What is being asked ▸
According to the transcript, what did the speaker's team build for the client that had a PLG motion?

Extracted text ▸
The DBT project with, you know, their exposures feature, there's a lot of features they're on that you can see online, like the metadata tiles that can tell you whether a certain model or transformation step has failed, and then, you know, Hithetch can know whether, thus, the data in Salesforce is is not up to date yet because of something upstream. I think there's a ton of opportunity there to both track and consolidate that information and and lineage of data, but to also figure out the best way to expose it to the business users without being overwhelming. Just exposing it when it's actually relevant, if that makes sense. And so in your experience
[00:44:59] Unknown:
of working with customers and building these reverse ETL reverse ETL capabilities or the CDP or the end to end reverse CTL capabilities or the CDP or the end to end integration?
[00:45:15] Unknown:
I can give 1 of the bigger ones that I actually ended up helping High Touch implement this internally too indirectly. But, basically, we had a client that had a PLG motion. Right? And so when I say that, you know, they have users in their products that are either free or paying, They're using things, and they needed to understand how do I get them into the hands of sales in a scalable way without paying a fortune for Salesforce storage or whatnot. Right? So you you have all these individual users. You don't know whether or not they're valuable yet, but how do I surface them in certain ways? Not only that, but now you have users that belong to a team that are connected to a Stripe account, and you're just like, okay. How am I gonna get this all in a scalable way into Salesforce for people to act on it, to be paid, comped, all those things correctly? So we were able to build basically our version of what we've said is a PLG supported ABM system using Salesforce. So we think about it in the way of, like, what is a purchasing entity?

Point annotation data records
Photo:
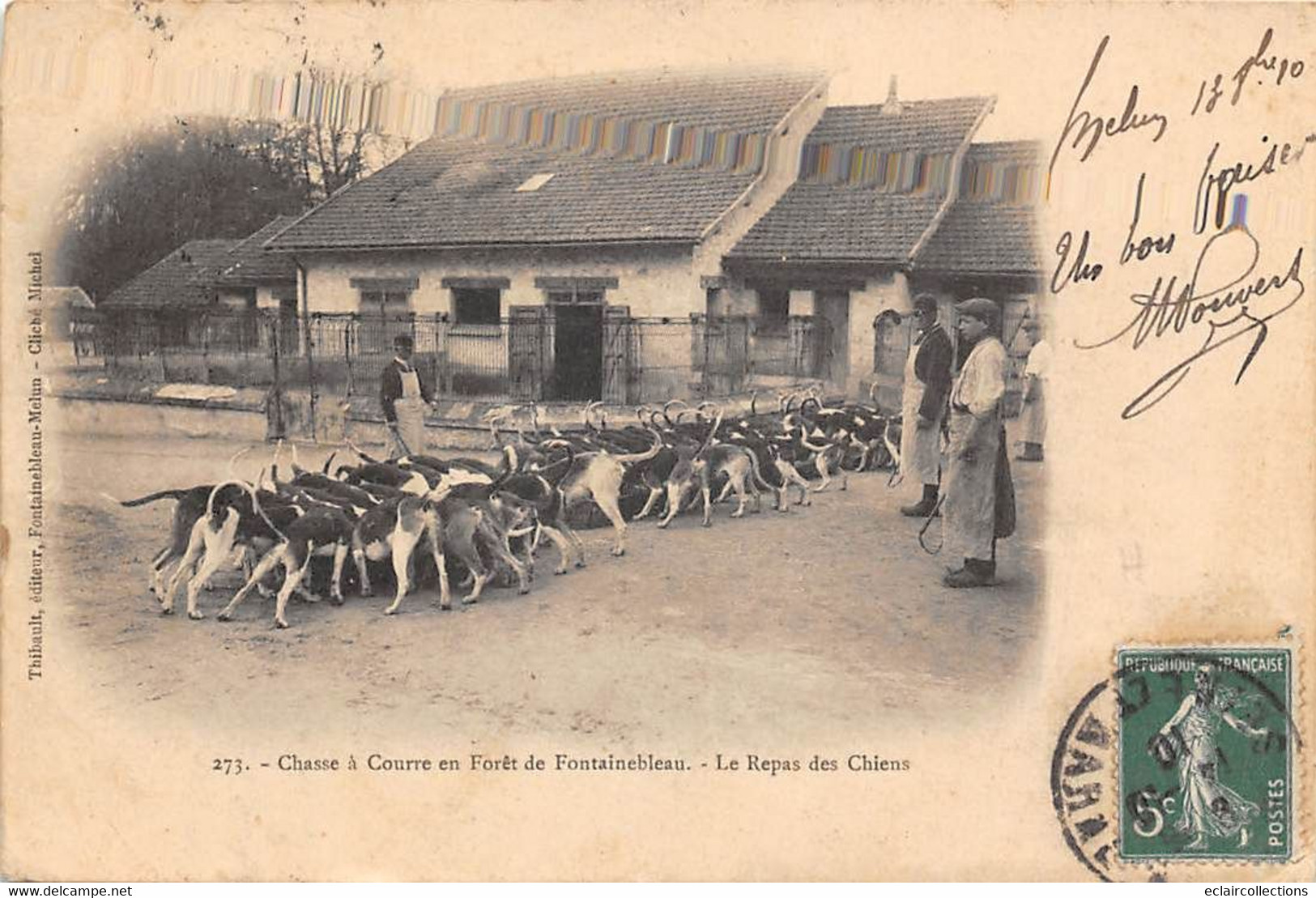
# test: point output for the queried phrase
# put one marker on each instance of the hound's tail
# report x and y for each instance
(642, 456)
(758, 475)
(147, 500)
==
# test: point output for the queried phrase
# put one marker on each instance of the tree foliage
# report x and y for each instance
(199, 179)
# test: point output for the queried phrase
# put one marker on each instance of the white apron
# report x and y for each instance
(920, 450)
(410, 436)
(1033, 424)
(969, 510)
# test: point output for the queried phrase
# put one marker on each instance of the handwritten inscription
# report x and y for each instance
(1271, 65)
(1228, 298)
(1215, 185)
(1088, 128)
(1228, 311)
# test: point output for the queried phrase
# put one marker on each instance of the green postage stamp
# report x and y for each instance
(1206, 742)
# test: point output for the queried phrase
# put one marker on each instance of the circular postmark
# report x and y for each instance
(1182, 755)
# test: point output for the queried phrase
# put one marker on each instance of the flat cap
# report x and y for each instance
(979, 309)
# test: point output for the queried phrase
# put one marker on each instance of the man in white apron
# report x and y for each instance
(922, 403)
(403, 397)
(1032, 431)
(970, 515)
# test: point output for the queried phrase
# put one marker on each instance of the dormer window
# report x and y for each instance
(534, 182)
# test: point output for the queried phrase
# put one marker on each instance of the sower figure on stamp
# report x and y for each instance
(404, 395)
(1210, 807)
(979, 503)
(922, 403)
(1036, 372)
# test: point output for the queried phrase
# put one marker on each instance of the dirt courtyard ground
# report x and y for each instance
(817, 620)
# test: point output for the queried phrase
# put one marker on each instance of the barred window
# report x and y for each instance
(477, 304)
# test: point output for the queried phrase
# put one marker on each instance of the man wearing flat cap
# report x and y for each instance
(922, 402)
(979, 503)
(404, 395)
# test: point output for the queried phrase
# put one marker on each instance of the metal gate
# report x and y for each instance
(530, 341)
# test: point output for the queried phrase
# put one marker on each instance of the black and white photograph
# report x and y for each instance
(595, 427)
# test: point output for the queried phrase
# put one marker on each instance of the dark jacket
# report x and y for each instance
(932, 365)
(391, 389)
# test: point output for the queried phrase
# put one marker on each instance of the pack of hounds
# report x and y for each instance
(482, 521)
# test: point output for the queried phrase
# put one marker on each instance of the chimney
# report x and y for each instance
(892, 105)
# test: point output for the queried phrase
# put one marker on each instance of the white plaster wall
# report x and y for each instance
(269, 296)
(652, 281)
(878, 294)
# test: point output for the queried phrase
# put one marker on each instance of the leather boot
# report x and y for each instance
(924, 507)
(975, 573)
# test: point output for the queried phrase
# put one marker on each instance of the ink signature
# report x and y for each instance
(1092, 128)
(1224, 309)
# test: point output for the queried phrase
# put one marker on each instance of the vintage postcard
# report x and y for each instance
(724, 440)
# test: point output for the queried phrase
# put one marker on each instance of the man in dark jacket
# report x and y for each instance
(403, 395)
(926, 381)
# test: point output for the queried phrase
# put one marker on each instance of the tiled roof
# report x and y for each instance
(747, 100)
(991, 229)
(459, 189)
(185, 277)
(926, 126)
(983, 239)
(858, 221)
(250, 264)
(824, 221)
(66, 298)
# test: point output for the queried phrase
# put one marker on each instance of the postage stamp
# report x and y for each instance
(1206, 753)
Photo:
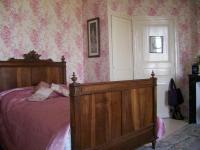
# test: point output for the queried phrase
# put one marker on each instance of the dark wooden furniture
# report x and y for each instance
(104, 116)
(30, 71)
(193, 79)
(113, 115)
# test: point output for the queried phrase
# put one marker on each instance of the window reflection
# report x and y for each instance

Exercise response ▸
A PLG supported ABM system using Salesforce.